━━━━━ Raw records

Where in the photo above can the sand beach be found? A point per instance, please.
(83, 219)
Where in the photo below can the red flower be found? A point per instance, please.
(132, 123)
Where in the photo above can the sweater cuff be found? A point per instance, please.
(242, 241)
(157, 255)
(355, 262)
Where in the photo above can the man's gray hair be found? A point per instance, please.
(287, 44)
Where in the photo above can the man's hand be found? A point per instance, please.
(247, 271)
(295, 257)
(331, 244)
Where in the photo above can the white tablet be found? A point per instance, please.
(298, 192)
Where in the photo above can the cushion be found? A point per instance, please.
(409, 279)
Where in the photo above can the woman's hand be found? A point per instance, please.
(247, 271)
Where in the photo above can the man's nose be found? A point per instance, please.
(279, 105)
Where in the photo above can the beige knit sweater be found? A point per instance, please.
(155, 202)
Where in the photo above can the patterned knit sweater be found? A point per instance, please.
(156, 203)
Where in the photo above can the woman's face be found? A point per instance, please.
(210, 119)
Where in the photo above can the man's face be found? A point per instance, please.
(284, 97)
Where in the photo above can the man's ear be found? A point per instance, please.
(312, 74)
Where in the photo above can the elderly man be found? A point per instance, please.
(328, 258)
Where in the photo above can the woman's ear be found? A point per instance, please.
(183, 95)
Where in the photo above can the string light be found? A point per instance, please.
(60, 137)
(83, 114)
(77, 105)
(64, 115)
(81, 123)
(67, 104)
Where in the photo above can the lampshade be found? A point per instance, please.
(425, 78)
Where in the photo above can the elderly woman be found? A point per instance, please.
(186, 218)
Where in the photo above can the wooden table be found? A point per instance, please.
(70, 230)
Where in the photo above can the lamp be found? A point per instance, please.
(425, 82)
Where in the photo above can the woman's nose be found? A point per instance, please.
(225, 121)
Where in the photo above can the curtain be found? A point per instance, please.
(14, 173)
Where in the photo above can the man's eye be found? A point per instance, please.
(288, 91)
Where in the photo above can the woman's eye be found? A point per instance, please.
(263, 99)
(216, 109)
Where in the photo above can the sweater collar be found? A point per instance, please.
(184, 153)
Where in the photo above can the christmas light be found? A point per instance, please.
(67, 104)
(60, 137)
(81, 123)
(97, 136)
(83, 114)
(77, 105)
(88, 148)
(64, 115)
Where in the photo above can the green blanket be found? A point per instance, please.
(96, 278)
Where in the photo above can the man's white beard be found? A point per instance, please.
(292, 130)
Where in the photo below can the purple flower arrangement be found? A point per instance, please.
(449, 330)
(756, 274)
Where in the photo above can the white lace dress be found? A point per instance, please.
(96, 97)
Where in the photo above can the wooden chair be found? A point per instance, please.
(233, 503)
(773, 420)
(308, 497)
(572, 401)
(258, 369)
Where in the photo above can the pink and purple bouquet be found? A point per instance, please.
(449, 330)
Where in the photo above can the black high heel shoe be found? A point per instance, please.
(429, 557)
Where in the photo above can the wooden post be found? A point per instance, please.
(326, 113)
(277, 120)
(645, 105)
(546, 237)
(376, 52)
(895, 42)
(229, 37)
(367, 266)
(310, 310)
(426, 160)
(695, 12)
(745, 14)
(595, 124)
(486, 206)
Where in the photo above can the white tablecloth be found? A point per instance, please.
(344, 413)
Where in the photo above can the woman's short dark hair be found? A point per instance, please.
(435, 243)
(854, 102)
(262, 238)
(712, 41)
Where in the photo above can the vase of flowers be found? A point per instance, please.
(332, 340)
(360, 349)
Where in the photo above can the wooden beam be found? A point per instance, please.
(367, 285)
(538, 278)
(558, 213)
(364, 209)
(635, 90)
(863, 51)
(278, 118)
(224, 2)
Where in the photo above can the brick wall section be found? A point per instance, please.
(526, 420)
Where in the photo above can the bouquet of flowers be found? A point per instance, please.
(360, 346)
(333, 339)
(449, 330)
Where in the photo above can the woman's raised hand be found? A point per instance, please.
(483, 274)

━━━━━━━━━━

> Short problem:
Your task is to reproduce, exactly and exclusively, the lines from the one holding "Where in the photo above can the pink" through the final line of the listing.

> Response to this task:
Where in the photo above can the pink and purple bouquet be found? A point per instance, please.
(449, 330)
Where in the photo above can the black high heel shoe be found? A point per instance, please.
(429, 557)
Where in the photo above can the wooden post be found? A point per instance, please.
(326, 113)
(277, 120)
(645, 105)
(546, 237)
(376, 52)
(895, 42)
(229, 37)
(367, 266)
(310, 310)
(426, 160)
(695, 12)
(745, 14)
(595, 124)
(486, 206)
Where in the photo above can the white tablecloth be found? A point per instance, please.
(344, 413)
Where in the photo above can the woman's short dark hair be found? A point per instance, please.
(435, 243)
(854, 102)
(262, 238)
(712, 41)
Where in the photo above can the vase of flowers be found? A point per instance, please.
(332, 340)
(360, 349)
Where in the photo above can the wooden beam be found? A point per instance, please.
(367, 285)
(538, 278)
(558, 213)
(364, 209)
(635, 90)
(863, 51)
(278, 118)
(224, 2)
Where in the photo above can the brick wall section be found? A point per instance, please.
(526, 420)
Where in the photo above can the bouquet of flowers be found? A point per instance, please.
(360, 346)
(333, 339)
(449, 330)
Where in the photo above can the woman's raised hand be found? A point per instance, please.
(483, 274)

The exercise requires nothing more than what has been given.